Stated goal 1: In the transcript of the Marc Steiner Show interview, reproduce the part that opens with the words "Studio/Post-Production: David Hebden" and closes with "you having me.", substituting "the program" for "The Real News".

Studio/Post-Production: David Hebden


Transcript

The following is a rushed transcript and may contain errors. A proofread version will be made available as soon as possible.

Marc Steiner:

Welcome to the Marc Steiner Show here on The Real News. I’m Marc Steiner. It’s great to have you all with us. And this is another episode of The Rise of the Right. My guest today is Spencer Ackerman. He’s a Pulitzer Prize and National Magazine Award-winning journalist, author of the book Reign of Terror: How The 9/11 Era Destabilized America and Produced Trump. And today we’re talking to him about his article in The Nation, Why the Right Embraces Military Vigilantes. And Spencer, welcome. Good to have you back in The Real News.

Spencer Ackerman:

Thanks very much, Marc. Appreciate you having me.

Marc Steiner:

So now, at some point in the next month or so, I’m going to have to get your book, and I’m going to have to get you on to talk about the book. I’m really interested in reading that. I haven’t read it yet. But let’s talk about this. I mean, You mentioned several episodes that have happened in this country where military veterans have either murdered or attacked people in demonstrations. Two of the ones that we know about really well was Daniel Penny and Jordan Neely and Daniel Perry and Garrett Foster. So talk about, I mean, what all that says to you, and what do you think the dynamic is that is happening here with the right wing and the military?

Spencer Ackerman:

So this has some pretty longstanding roots. A very foundational text is Professor Kathleen Belew’s book, Bring the War Home, which is a really groundbreaking understanding of how at the same time that the new right, the new extreme right, I should say, was configuring itself for an era out of official power following the civil rights era, the war in Vietnam was both first coalescing and then coming to a close. And into this confluence came a new era of far right leaders with military experience and others who knew enough about the destabilizing experience of Vietnam that they could actively recruit among, not a substantial, but a disturbingly receptive subcomponent of the Vietnam veteran population that was ready to hear that they had been betrayed here by forces at home, powerful forces in the government, and here comes this newly coalescing right wing effort to explain it. And some of the wages of that were probably most importantly the 1995 Oklahoma City bombing in which a decorated Gulf War veteran named Timothy McVeigh killed 168 people, including 19 children.

Extracted records:
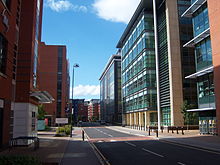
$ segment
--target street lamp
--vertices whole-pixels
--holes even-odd
[[[70,123],[71,123],[71,129],[70,129],[70,137],[72,137],[72,131],[73,131],[73,88],[74,88],[74,68],[78,68],[79,64],[73,65],[73,77],[72,77],[72,109],[71,109],[71,117],[70,117]]]

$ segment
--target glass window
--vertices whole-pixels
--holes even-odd
[[[195,46],[197,59],[197,71],[212,65],[212,49],[210,38],[207,38]]]
[[[8,41],[0,33],[0,72],[6,72],[6,58],[7,58],[7,45]]]

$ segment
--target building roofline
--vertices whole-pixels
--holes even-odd
[[[106,72],[109,70],[109,67],[112,65],[112,62],[115,61],[115,60],[120,60],[121,61],[121,55],[112,55],[109,60],[108,60],[108,63],[107,65],[105,66],[105,69],[104,71],[102,72],[99,80],[101,80],[104,75],[106,74]]]
[[[163,2],[164,2],[164,0],[156,0],[157,5],[159,5]],[[137,9],[135,10],[133,16],[131,17],[124,33],[122,34],[116,48],[122,48],[123,41],[125,40],[125,38],[129,34],[129,32],[131,31],[134,23],[137,21],[137,19],[140,16],[141,12],[143,12],[147,9],[153,10],[153,0],[141,0],[140,4],[138,5]]]

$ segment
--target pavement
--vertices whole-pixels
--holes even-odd
[[[145,131],[115,126],[91,127],[85,131],[107,165],[218,165],[220,162],[220,152],[163,140],[200,136],[198,131],[187,131],[185,135],[164,132],[163,139],[161,133],[160,138],[153,132],[149,137]]]
[[[135,130],[129,127],[111,126],[108,128],[137,136],[148,136],[148,132],[146,131]],[[151,132],[150,137],[163,142],[220,152],[220,137],[213,135],[200,135],[198,130],[185,130],[184,135],[181,134],[181,131],[179,131],[179,134],[177,134],[176,131],[174,131],[174,133],[171,133],[171,131],[170,133],[164,131],[163,133],[159,132],[158,137],[156,137],[154,132]]]
[[[84,128],[88,139],[82,141],[82,128],[73,128],[73,137],[54,137],[55,131],[38,132],[40,148],[16,147],[0,155],[31,155],[44,165],[100,165],[100,164],[197,164],[209,158],[215,164],[220,158],[220,137],[200,135],[197,130],[184,131],[184,135],[148,132],[120,126]],[[173,156],[172,154],[175,155]],[[137,155],[134,157],[132,155]],[[184,156],[181,156],[184,155]],[[204,155],[204,156],[203,156]],[[188,159],[190,157],[190,161]],[[184,158],[184,159],[182,159]],[[109,163],[110,162],[110,163]],[[202,164],[208,164],[206,159]],[[218,160],[220,162],[220,160]]]
[[[15,147],[0,152],[0,155],[28,155],[39,158],[44,165],[100,165],[88,141],[82,141],[82,131],[79,127],[73,128],[73,137],[54,137],[55,131],[38,132],[40,147]]]

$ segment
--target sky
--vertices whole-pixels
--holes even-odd
[[[74,99],[100,98],[99,78],[139,2],[44,0],[42,41],[67,46],[71,86],[73,64],[80,66],[74,69]]]

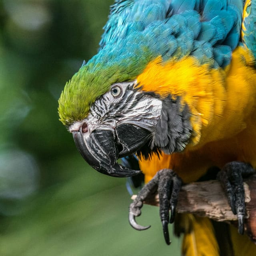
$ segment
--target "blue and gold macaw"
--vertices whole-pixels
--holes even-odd
[[[98,53],[66,83],[60,120],[89,164],[128,177],[140,171],[117,159],[140,159],[147,184],[130,206],[136,228],[148,228],[135,217],[158,189],[169,244],[182,184],[214,166],[243,233],[242,178],[256,167],[256,22],[255,0],[116,0]],[[255,255],[232,228],[222,232],[229,250],[209,220],[181,219],[184,255]]]

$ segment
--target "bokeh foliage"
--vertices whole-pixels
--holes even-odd
[[[113,0],[0,0],[0,255],[180,255],[156,207],[130,226],[126,180],[88,166],[58,99],[97,52]]]

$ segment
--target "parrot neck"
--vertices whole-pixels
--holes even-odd
[[[178,98],[181,106],[188,106],[192,128],[189,147],[231,136],[246,126],[246,117],[256,106],[254,59],[241,46],[232,57],[224,69],[200,65],[192,56],[164,63],[158,57],[137,78],[142,90],[163,99]]]

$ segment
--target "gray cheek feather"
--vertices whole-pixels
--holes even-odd
[[[127,90],[119,101],[110,96],[94,104],[86,118],[90,133],[96,129],[112,130],[126,123],[137,126],[154,134],[161,116],[162,101],[137,91]]]
[[[163,100],[154,145],[166,154],[182,151],[189,142],[192,132],[190,116],[188,107],[182,106],[178,98],[174,100],[168,97]]]

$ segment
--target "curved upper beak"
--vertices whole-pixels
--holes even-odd
[[[82,128],[72,132],[76,146],[85,160],[95,169],[114,177],[130,177],[140,171],[117,163],[118,158],[135,152],[148,140],[148,132],[134,125],[121,124],[114,130],[96,130],[84,136]],[[118,152],[118,146],[122,150]]]

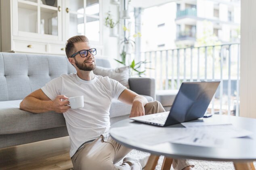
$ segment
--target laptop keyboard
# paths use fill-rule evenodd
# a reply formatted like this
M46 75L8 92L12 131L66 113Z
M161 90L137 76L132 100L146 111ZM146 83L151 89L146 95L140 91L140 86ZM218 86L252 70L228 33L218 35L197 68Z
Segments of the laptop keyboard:
M167 119L168 115L161 116L161 117L157 117L149 119L147 121L154 122L159 124L164 124Z

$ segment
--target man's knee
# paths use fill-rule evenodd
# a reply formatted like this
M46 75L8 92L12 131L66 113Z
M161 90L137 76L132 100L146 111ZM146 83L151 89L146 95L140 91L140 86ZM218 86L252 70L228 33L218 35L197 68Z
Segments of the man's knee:
M158 101L153 101L153 102L149 102L145 106L145 115L165 111L162 104Z
M114 167L113 162L108 159L99 160L93 156L83 157L80 163L78 166L80 167L79 170L113 170Z

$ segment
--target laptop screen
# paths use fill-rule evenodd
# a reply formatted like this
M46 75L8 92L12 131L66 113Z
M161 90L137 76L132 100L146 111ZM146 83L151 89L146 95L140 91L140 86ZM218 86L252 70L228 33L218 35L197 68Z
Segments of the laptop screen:
M203 117L220 82L216 81L182 83L165 125Z

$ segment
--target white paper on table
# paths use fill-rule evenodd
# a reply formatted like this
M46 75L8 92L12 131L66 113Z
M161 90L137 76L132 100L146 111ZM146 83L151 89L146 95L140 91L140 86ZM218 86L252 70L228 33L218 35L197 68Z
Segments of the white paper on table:
M191 131L194 131L183 127L158 127L145 125L136 127L136 129L134 126L132 129L129 126L113 128L110 133L129 140L154 145L187 137L191 135Z
M192 127L195 126L213 126L216 125L232 125L229 123L215 122L184 122L181 125L186 127Z
M188 129L203 131L208 135L217 136L218 138L228 139L244 137L253 134L252 132L233 125L222 125L189 127Z
M208 135L204 131L199 131L190 136L172 141L172 143L188 145L206 147L221 147L225 143L225 139Z

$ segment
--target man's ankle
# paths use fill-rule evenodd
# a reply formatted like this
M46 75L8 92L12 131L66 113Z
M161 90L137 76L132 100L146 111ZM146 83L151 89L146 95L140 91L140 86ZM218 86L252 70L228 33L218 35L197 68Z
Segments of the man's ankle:
M185 167L185 168L183 168L182 170L192 170L193 168L193 167L192 167L191 166L189 166Z

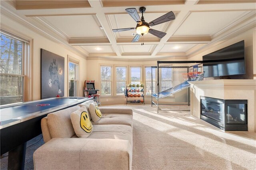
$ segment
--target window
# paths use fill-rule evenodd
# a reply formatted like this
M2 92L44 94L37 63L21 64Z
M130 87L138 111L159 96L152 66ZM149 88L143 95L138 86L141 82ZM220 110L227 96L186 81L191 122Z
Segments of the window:
M156 93L156 68L152 68L152 74L153 76L153 92ZM151 83L151 67L145 67L146 74L146 85L145 85L145 92L146 95L151 95L152 84Z
M162 68L161 71L161 85L162 91L167 90L172 87L172 70L171 68Z
M23 102L26 88L24 67L29 51L29 42L2 32L0 36L1 105Z
M78 93L79 61L68 56L68 96L76 97Z
M124 89L126 84L126 67L116 67L116 95L124 94Z
M140 84L141 82L141 67L131 67L130 81L132 84Z
M101 95L110 95L112 94L111 66L100 66Z

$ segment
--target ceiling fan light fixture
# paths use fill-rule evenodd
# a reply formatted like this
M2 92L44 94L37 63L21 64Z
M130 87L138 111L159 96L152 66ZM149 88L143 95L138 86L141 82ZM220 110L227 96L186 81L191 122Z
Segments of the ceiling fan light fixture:
M136 32L139 35L143 36L148 32L149 27L146 25L141 25L136 28Z

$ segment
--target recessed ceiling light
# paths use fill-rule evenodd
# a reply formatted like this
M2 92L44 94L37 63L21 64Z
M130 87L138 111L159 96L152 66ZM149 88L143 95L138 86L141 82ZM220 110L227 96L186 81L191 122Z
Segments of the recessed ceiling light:
M174 47L173 47L174 49L178 49L180 48L180 46L178 46L178 45L175 45Z

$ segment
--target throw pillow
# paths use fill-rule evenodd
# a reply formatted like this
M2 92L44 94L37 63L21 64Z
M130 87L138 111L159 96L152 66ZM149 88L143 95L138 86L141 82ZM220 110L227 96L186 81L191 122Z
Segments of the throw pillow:
M90 113L90 111L89 110L89 105L90 103L94 103L94 101L93 100L89 100L88 101L84 102L82 103L81 103L78 105L80 107L82 107L83 106L85 106L86 107L86 109L87 109L87 111L88 112L88 114L89 115L89 117L90 118L90 120L92 120L92 118L91 118L91 114Z
M85 106L71 113L70 118L76 134L78 138L86 138L92 132L92 124Z
M96 103L94 103L89 105L89 110L91 113L92 119L94 122L96 122L98 121L102 117L102 115Z

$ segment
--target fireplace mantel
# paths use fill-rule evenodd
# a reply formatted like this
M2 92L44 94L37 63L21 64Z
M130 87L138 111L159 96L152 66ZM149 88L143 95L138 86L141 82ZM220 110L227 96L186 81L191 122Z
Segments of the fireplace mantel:
M248 131L256 132L256 80L222 79L191 81L191 114L200 119L200 97L247 100Z

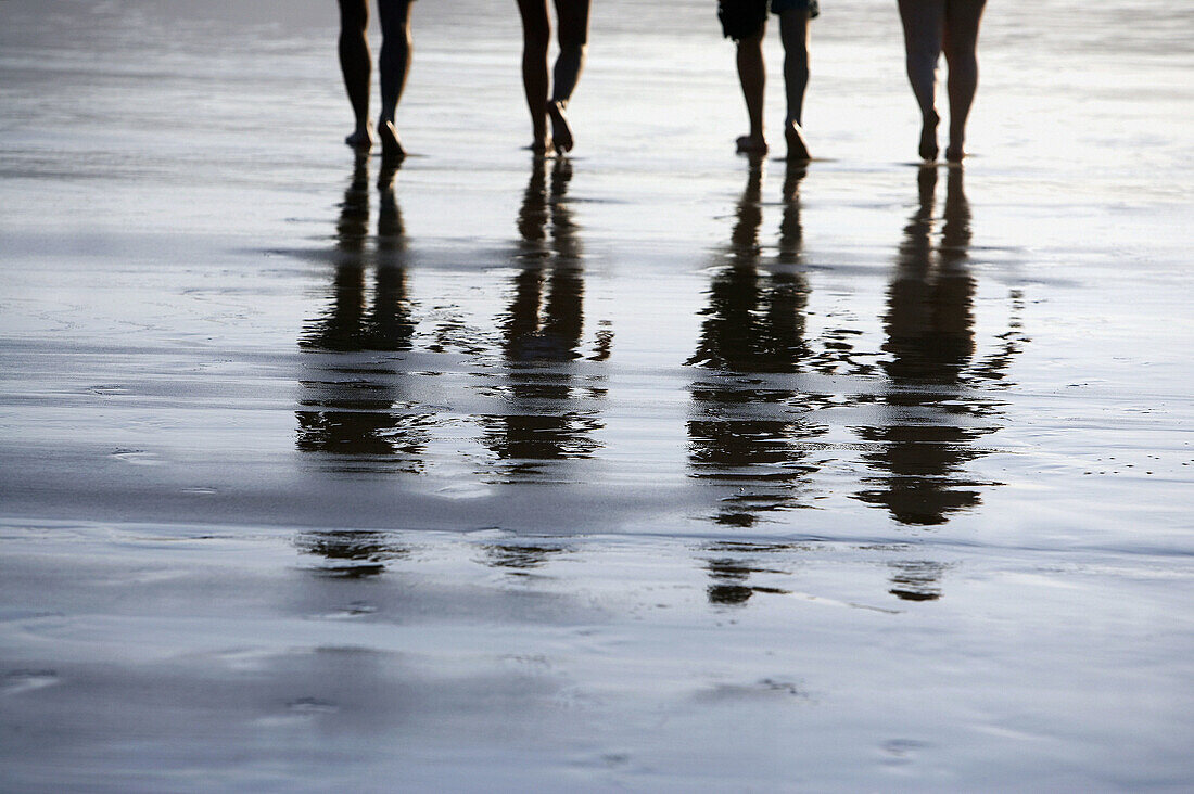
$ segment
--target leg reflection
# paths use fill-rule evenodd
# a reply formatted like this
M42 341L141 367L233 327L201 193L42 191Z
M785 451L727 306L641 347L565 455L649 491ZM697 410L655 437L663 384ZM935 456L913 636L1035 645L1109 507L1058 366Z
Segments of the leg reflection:
M862 432L876 443L867 455L876 476L858 498L887 509L901 524L933 527L975 507L980 490L995 485L967 475L966 464L984 454L975 442L999 429L998 400L985 389L1003 377L1013 352L1004 333L997 357L975 361L971 208L962 171L949 172L940 235L937 170L922 168L917 186L918 207L904 229L887 291L885 421Z
M591 457L603 426L595 405L601 380L578 373L584 357L584 266L568 205L572 165L536 160L518 213L518 272L498 326L503 337L505 412L482 417L485 443L503 476L541 476L549 462ZM609 353L598 334L590 361Z
M410 375L377 356L410 350L416 331L393 181L390 166L378 181L377 235L370 240L368 160L358 159L337 221L327 308L307 321L298 340L307 355L296 447L319 454L332 470L423 468L432 417L406 399Z
M756 159L738 201L730 245L702 312L696 352L707 370L691 386L690 476L726 493L713 521L751 527L767 512L801 506L799 488L816 470L800 444L824 432L807 421L792 387L806 355L808 287L800 264L799 196L792 177L778 261L761 267L763 162Z

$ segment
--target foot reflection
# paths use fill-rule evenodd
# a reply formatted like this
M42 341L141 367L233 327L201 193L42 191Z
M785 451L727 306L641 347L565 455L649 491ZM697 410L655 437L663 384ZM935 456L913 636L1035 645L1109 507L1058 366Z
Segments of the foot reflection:
M410 375L377 355L410 350L416 331L394 196L396 166L384 167L378 179L377 235L370 241L368 162L357 159L344 192L327 308L307 321L298 339L308 355L295 412L296 445L322 455L333 470L416 472L433 417L404 398Z
M759 577L788 578L790 571L775 567L774 561L764 560L770 555L781 558L783 553L795 552L789 544L765 543L713 543L706 552L709 574L709 586L706 595L710 604L722 607L740 607L755 593L789 595L788 590L758 584Z
M975 359L974 290L968 265L971 208L962 170L950 168L936 234L937 170L922 168L919 202L904 229L887 291L884 330L888 389L881 424L860 431L875 451L876 472L857 498L886 507L903 524L931 527L977 506L981 488L966 463L984 455L975 442L999 429L999 400L990 393L1017 352L1018 295L996 352Z
M550 177L550 178L549 178ZM503 479L535 479L546 464L590 457L601 447L597 405L603 380L585 375L584 261L568 205L572 165L536 159L518 213L518 272L499 318L505 358L500 416L481 417L484 442L503 462ZM598 333L589 361L609 357L611 334Z
M713 516L726 525L751 527L761 513L801 506L799 487L817 467L800 444L825 432L808 420L805 395L782 377L799 371L807 353L808 284L799 269L804 176L789 166L777 260L763 269L763 161L751 164L687 362L709 370L691 386L690 475L733 488Z

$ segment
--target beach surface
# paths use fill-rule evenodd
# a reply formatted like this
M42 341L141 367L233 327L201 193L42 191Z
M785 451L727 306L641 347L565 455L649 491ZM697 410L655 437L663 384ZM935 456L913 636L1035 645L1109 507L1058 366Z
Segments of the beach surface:
M394 168L331 1L2 4L0 789L1194 786L1194 14L990 4L925 167L824 4L796 167L712 5L536 160L414 4Z

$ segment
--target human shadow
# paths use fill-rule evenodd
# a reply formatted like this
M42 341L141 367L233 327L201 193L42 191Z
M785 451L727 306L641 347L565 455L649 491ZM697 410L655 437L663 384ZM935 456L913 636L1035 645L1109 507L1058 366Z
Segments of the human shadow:
M825 427L793 388L808 350L808 282L801 270L802 165L789 164L777 254L762 264L764 162L751 161L730 244L718 257L690 386L689 475L722 492L712 519L751 527L763 515L805 506L801 485L817 469L801 448Z
M613 334L598 331L585 355L584 251L571 179L568 160L536 159L518 211L518 270L498 318L504 367L496 392L504 411L480 417L499 480L552 480L562 476L555 463L601 448L593 433L603 427L604 381L579 364L608 358Z
M998 485L966 466L987 454L978 441L1003 424L997 389L1022 341L1021 297L1013 293L1007 331L991 355L975 353L972 213L962 180L961 168L949 168L938 218L937 170L919 170L919 201L887 289L882 419L860 431L874 445L866 455L874 475L857 498L910 527L944 524Z
M380 174L377 233L370 239L369 161L357 158L337 218L326 307L298 339L304 374L296 445L331 470L421 470L433 420L408 399L410 375L386 355L411 350L417 325L396 170L398 162L388 162Z

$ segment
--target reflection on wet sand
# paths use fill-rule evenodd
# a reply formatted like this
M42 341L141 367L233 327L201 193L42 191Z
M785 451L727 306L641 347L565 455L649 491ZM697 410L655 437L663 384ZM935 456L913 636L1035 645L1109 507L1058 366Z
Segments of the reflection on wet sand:
M784 596L790 591L757 584L751 577L780 576L788 577L790 571L767 565L759 558L768 554L795 552L796 547L787 543L712 543L706 549L710 556L706 560L706 571L710 584L707 596L710 604L738 607L745 604L757 592Z
M307 554L327 558L328 561L315 572L336 579L377 576L384 572L387 560L410 554L410 549L395 543L389 533L369 530L303 533L296 546Z
M876 474L857 498L909 525L942 524L977 506L980 490L996 485L967 475L965 466L985 454L975 442L999 427L998 401L989 390L1018 350L1013 314L996 352L975 361L971 208L962 173L948 171L938 240L937 170L919 171L918 207L904 228L887 291L884 412L879 426L860 430L875 444L866 460ZM1017 302L1013 295L1014 312Z
M377 235L370 245L368 159L357 159L337 222L328 306L306 324L298 340L308 355L295 412L296 443L301 451L321 454L332 470L420 470L433 423L417 402L404 399L410 375L377 355L410 350L416 330L395 172L395 166L384 167L378 178ZM370 269L371 290L365 282Z
M601 447L592 433L603 426L596 405L603 381L574 367L585 357L584 263L571 179L567 160L554 161L548 174L548 162L536 159L518 213L518 271L498 320L503 382L487 384L505 411L479 417L484 443L500 461L499 480L537 481L547 462L591 457ZM608 358L610 343L608 330L599 332L589 361Z
M709 285L696 352L709 370L691 389L690 475L728 486L713 517L751 527L759 513L799 507L800 485L817 467L800 444L824 433L808 419L806 395L790 378L806 358L808 284L800 271L802 167L789 166L778 256L761 266L763 161L751 162L736 222Z

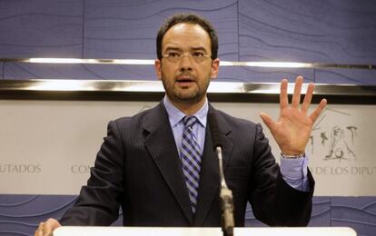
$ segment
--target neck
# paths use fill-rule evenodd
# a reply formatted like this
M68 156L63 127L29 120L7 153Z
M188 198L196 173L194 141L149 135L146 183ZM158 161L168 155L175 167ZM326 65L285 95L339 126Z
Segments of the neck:
M205 103L206 96L200 101L189 101L189 102L177 102L173 101L167 96L167 99L182 113L190 116L197 113Z

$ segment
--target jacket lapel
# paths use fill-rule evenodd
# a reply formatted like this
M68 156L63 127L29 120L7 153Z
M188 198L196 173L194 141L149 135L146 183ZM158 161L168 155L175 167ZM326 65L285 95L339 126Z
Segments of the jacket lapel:
M188 190L167 113L161 103L145 117L145 146L175 196L190 225L193 223Z
M233 151L233 143L229 138L231 127L218 113L218 112L209 106L209 113L214 113L223 138L223 169L225 170ZM219 175L218 157L213 150L209 125L206 125L205 145L203 153L203 162L200 174L200 189L197 202L197 211L194 217L194 226L203 225L212 203L216 195L219 195L220 175ZM220 208L220 206L217 206ZM221 217L220 215L218 217Z

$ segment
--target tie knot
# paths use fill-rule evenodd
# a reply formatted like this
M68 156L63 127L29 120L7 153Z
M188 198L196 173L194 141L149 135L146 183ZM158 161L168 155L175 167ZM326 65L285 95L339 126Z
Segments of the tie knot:
M195 116L184 116L184 118L183 118L183 123L185 127L192 127L196 122L197 118Z

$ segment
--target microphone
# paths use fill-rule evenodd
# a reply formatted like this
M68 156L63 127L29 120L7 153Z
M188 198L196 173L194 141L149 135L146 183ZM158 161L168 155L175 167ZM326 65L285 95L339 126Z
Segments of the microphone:
M222 209L222 231L223 231L224 236L233 236L233 227L235 224L233 220L233 192L227 187L223 174L223 159L222 155L223 140L219 132L218 123L214 113L211 113L208 114L208 122L211 130L213 148L217 153L219 162L221 181L220 200Z

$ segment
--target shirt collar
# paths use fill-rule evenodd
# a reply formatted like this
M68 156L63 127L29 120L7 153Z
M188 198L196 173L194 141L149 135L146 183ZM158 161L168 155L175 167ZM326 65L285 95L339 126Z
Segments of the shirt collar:
M182 121L182 119L185 116L185 114L177 109L167 98L167 95L164 95L163 98L163 104L166 108L168 119L170 120L170 123L172 127L176 126L176 124ZM206 127L206 117L209 111L209 104L208 100L205 98L205 103L203 103L203 107L200 108L195 113L193 113L192 116L195 116L197 120L199 121L199 123L203 127Z

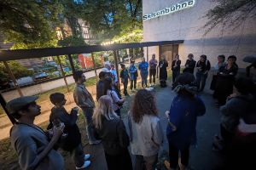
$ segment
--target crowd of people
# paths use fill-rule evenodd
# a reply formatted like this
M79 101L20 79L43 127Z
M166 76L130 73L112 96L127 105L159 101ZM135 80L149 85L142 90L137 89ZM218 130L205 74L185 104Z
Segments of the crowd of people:
M206 113L205 104L198 93L205 88L211 64L206 55L201 55L197 62L193 58L192 54L188 55L183 73L178 54L172 62L172 88L177 95L170 110L166 111L168 168L172 170L177 167L184 170L189 167L189 147L196 144L197 116ZM248 78L236 79L238 71L236 56L228 57L227 63L224 60L224 55L218 57L211 83L213 97L218 100L218 106L221 106L220 136L214 137L213 147L229 153L230 150L239 150L239 154L245 154L245 150L256 151L255 84ZM157 67L160 69L160 84L166 86L168 62L164 55L158 62L154 54L149 64L144 58L138 68L134 63L131 61L128 69L122 64L119 75L125 95L128 95L129 80L131 89L137 89L138 71L142 77L143 89L137 91L127 113L129 133L120 111L125 98L118 88L114 65L108 62L105 63L96 83L97 105L84 86L86 78L82 71L73 73L76 82L73 98L78 106L70 113L64 108L66 99L63 94L54 93L49 96L54 107L47 131L34 124L35 117L40 114L40 106L36 103L38 97L20 97L9 101L7 109L17 121L10 130L10 140L19 156L21 169L65 169L63 158L57 151L59 148L70 153L76 169L90 166L90 156L84 152L81 133L76 123L79 108L84 116L89 144L102 144L109 170L155 169L164 133L155 97L145 88L148 73L149 83L155 85ZM129 146L135 156L134 165Z

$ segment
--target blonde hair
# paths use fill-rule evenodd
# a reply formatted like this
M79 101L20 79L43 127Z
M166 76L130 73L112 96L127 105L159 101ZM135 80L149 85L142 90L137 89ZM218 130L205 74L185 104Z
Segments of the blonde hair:
M96 128L101 129L102 128L102 116L104 116L107 120L113 120L114 118L118 118L119 116L112 108L112 99L109 96L102 96L98 102L99 105L94 110L92 121Z

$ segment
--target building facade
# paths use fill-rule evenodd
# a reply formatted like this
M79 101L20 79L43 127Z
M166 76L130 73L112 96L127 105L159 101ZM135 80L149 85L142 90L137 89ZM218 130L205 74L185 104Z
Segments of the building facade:
M242 59L256 54L256 22L254 18L244 20L236 27L218 26L207 34L202 27L207 22L205 14L216 6L212 0L143 0L143 41L183 40L183 43L148 48L149 59L165 54L171 62L176 54L183 65L189 54L198 60L206 54L212 63L217 56L236 55L239 67L247 63Z

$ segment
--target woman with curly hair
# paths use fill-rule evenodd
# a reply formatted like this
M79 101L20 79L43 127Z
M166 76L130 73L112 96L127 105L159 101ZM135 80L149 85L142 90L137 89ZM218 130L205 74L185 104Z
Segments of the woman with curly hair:
M135 169L155 169L163 133L154 95L146 89L137 91L129 112L128 123ZM145 164L143 163L145 162Z
M103 95L99 99L92 120L96 134L102 141L108 169L132 170L129 136L123 121L112 108L111 97Z

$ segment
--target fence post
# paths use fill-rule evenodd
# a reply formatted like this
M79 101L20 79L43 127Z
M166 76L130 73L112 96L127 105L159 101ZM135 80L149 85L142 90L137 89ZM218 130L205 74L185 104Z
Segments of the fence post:
M3 95L2 95L1 93L0 93L0 103L1 103L1 105L2 105L3 109L4 110L4 111L5 111L6 115L7 115L7 116L8 116L9 119L10 120L10 122L11 122L13 124L15 124L15 123L16 122L16 121L15 121L15 119L13 116L11 116L9 115L9 111L7 110L7 109L5 108L5 106L6 106L6 101L5 101L5 99L3 99Z
M118 63L118 50L117 51L113 51L113 59L114 59L114 64L115 64L115 70L116 70L116 74L118 76L118 88L119 90L120 90L120 82L119 82L119 63Z
M7 71L9 72L9 75L10 76L12 81L14 82L15 88L18 90L20 96L23 96L23 94L20 88L20 86L15 79L15 76L13 71L10 70L10 68L9 67L8 63L6 61L3 61L3 62L5 68L7 69Z
M95 63L93 53L91 53L91 59L92 59L92 62L93 62L93 68L94 68L94 71L95 71L95 76L96 77L96 82L98 82L97 71L96 71L96 63Z
M67 79L66 79L66 76L65 76L65 72L63 71L63 67L62 67L62 64L61 62L61 59L60 59L60 56L58 55L57 56L57 60L58 60L58 62L59 62L59 65L60 65L60 67L61 67L61 74L62 74L62 76L64 78L64 82L65 82L65 84L66 84L66 88L67 89L67 92L69 93L69 88L68 88L68 85L67 85Z
M76 71L76 70L74 68L74 65L73 65L73 59L71 57L71 54L67 54L67 56L68 56L68 60L70 62L70 65L71 65L71 69L72 69L72 73L73 74Z

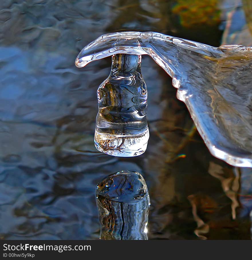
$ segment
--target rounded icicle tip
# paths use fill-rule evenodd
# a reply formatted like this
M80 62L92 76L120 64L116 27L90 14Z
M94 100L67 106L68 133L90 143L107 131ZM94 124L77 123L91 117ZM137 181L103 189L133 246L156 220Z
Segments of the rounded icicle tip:
M97 197L125 203L135 203L148 194L143 176L138 173L121 171L107 176L97 185Z

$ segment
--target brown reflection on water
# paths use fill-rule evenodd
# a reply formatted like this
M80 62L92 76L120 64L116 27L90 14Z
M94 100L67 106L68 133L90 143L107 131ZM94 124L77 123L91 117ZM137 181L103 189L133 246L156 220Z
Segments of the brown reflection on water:
M79 69L76 57L115 31L157 31L220 45L221 19L205 23L198 14L198 23L183 27L172 10L179 2L1 1L1 238L99 239L96 184L124 169L141 172L147 183L149 239L250 238L251 171L236 174L210 155L171 79L149 57L143 56L142 67L148 93L146 152L119 158L94 147L96 91L111 59ZM191 15L190 1L185 3Z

Stated goal 2: Copy out the lines of the records from their beginning through the line that contains "[[[8,41],[0,33],[0,72],[6,72],[6,58],[7,58],[7,45]]]", both ends included, and leave the pictures out.

Complete response 1:
Studio/Post-Production: David Hebden


Transcript

The following is a rushed transcript and may contain errors. A proofread version will be made available as soon as possible.

Marc Steiner:

Welcome to the Marc Steiner Show here on the program. I’m Marc Steiner. It’s great to have you all with us. And this is another episode of The Rise of the Right. My guest today is Spencer Ackerman. He’s a Pulitzer Prize and National Magazine Award-winning journalist, author of the book Reign of Terror: How The 9/11 Era Destabilized America and Produced Trump. And today we’re talking to him about his article in The Nation, Why the Right Embraces Military Vigilantes. And Spencer, welcome. Good to have you back in the program.

Spencer Ackerman:

Thanks very much, Marc. Appreciate you having me.

Complete response 2:
$ segment
--target street lamp
--vertices whole-pixels
--holes even-odd
[[[70,123],[71,123],[71,129],[70,129],[70,137],[72,137],[72,131],[73,131],[73,88],[74,88],[74,68],[78,68],[79,64],[73,65],[73,77],[72,77],[72,109],[71,109],[71,117],[70,117]]]

$ segment
--target glass window
--vertices whole-pixels
--holes even-odd
[[[195,46],[197,59],[197,71],[212,65],[212,49],[210,38],[207,38]]]
[[[8,41],[0,33],[0,72],[6,72],[6,58],[7,58],[7,45]]]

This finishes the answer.